INSTRUCTIONS FOR THE TASK
Copy everything from the line containing "building visible in it." down to the end of the records, replacing "black suv" with "red pickup truck" and leaving the rest unchanged.

DATASET ROWS
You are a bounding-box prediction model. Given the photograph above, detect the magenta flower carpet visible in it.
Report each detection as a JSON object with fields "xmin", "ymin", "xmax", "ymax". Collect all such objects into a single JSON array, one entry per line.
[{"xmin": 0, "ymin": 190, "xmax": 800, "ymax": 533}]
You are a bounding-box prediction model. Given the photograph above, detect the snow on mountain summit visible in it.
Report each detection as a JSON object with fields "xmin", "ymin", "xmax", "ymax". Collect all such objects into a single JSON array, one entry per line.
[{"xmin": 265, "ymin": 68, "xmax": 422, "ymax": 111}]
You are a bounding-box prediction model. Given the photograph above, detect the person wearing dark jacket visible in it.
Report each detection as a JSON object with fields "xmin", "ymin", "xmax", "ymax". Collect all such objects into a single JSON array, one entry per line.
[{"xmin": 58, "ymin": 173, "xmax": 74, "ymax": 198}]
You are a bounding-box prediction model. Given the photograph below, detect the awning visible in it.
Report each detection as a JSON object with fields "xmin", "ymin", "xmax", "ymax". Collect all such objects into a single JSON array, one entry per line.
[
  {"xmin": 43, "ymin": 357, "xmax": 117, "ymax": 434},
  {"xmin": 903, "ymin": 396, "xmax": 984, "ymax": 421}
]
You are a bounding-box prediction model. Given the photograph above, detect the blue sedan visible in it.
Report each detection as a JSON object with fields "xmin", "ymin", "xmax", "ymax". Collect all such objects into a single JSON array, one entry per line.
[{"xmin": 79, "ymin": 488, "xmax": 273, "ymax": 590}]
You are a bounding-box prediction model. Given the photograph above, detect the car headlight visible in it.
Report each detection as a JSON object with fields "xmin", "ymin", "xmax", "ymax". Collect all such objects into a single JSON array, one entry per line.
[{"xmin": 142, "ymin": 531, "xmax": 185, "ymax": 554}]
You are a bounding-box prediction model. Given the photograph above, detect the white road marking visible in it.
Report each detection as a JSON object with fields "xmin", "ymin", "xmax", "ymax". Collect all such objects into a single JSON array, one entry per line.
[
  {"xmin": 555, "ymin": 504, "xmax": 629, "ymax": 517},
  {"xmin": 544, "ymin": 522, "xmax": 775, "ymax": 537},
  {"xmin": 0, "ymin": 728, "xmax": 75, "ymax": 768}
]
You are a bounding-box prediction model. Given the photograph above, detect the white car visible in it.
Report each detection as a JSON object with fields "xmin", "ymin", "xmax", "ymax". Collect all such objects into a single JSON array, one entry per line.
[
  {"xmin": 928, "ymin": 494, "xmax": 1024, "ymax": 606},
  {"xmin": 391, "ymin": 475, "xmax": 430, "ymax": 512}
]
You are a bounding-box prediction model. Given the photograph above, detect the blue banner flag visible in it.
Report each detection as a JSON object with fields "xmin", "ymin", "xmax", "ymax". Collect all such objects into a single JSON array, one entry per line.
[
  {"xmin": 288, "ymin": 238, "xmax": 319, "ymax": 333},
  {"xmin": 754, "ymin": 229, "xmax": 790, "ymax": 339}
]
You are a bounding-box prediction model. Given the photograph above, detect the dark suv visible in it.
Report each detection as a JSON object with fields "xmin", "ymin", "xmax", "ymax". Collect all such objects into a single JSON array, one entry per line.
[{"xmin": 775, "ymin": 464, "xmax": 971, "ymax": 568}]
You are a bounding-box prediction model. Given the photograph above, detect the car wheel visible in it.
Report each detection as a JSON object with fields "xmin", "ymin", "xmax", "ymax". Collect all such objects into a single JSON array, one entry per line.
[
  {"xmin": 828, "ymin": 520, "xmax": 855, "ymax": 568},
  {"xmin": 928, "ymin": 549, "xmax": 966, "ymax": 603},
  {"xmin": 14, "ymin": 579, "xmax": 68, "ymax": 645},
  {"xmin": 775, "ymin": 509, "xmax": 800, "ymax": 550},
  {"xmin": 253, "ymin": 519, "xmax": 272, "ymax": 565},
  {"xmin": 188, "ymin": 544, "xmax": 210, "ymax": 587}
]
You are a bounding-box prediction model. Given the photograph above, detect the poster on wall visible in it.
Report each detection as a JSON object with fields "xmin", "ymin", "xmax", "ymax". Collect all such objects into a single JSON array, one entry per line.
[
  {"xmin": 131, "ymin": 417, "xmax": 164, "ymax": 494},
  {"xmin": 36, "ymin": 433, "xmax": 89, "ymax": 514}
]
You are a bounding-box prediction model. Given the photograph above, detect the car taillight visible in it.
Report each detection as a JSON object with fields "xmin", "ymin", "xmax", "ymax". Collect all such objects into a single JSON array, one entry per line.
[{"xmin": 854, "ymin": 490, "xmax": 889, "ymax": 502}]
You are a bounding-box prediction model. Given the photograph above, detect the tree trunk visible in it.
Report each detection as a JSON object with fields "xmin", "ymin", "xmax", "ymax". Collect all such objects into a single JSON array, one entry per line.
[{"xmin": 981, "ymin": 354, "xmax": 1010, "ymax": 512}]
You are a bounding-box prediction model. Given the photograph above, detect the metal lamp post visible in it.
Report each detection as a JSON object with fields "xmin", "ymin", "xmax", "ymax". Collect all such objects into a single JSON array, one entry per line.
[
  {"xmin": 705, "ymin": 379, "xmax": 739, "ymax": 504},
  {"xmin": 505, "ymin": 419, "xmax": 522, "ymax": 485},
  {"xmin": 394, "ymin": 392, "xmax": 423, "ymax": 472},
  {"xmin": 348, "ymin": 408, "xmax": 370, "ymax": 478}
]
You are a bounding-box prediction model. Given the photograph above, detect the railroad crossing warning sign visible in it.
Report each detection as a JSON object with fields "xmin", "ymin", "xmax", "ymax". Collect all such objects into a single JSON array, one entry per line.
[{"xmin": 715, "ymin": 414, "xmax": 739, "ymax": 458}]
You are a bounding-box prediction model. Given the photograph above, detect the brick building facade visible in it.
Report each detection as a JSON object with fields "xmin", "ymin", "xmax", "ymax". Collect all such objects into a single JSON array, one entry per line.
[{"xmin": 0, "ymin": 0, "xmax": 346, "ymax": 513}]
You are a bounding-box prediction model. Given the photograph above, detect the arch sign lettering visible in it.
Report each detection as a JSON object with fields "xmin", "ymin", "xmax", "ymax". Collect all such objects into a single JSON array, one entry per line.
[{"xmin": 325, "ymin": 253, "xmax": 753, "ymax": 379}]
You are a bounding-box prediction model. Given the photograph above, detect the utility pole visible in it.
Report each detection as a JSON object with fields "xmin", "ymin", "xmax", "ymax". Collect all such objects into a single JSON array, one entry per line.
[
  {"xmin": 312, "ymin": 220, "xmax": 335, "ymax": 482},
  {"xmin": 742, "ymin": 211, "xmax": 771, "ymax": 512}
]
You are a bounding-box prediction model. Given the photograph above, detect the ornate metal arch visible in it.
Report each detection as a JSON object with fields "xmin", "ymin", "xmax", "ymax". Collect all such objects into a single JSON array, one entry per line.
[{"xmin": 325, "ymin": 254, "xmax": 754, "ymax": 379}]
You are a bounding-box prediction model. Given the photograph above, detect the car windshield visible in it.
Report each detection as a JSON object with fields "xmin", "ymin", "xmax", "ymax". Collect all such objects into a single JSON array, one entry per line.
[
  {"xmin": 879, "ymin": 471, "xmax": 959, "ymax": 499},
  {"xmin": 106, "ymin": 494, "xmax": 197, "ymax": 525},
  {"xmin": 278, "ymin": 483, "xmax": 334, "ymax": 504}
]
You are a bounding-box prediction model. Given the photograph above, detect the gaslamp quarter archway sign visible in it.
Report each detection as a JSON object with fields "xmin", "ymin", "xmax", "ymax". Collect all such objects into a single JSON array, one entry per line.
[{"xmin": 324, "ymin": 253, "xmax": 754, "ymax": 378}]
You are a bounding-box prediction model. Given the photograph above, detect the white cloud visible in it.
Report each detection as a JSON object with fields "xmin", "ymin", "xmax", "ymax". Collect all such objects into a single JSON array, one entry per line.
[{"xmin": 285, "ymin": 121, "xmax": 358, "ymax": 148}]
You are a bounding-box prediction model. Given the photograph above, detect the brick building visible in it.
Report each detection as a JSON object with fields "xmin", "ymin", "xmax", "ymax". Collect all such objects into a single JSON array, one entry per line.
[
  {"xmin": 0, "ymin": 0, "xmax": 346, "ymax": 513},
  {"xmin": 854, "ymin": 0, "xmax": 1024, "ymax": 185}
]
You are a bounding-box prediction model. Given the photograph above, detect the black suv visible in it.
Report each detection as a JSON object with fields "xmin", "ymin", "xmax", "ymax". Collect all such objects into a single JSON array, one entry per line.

WRITTEN REPLY
You are a bounding-box prediction model. Given the photograph above, detect the brick building visible in it.
Report each detection as a JSON object with fields "xmin", "ymin", "xmax", "ymax". Collect all such objects into a single JSON array, one entry per line.
[
  {"xmin": 0, "ymin": 0, "xmax": 346, "ymax": 513},
  {"xmin": 854, "ymin": 0, "xmax": 1024, "ymax": 185}
]
You are a bounding-box prediction model. Given the photograph above, detect the red pickup truck visible in it.
Report each detection as a JSON object with fields "xmin", "ymin", "xmax", "ymax". Collect all such objects into a single JSON array, one entry per line.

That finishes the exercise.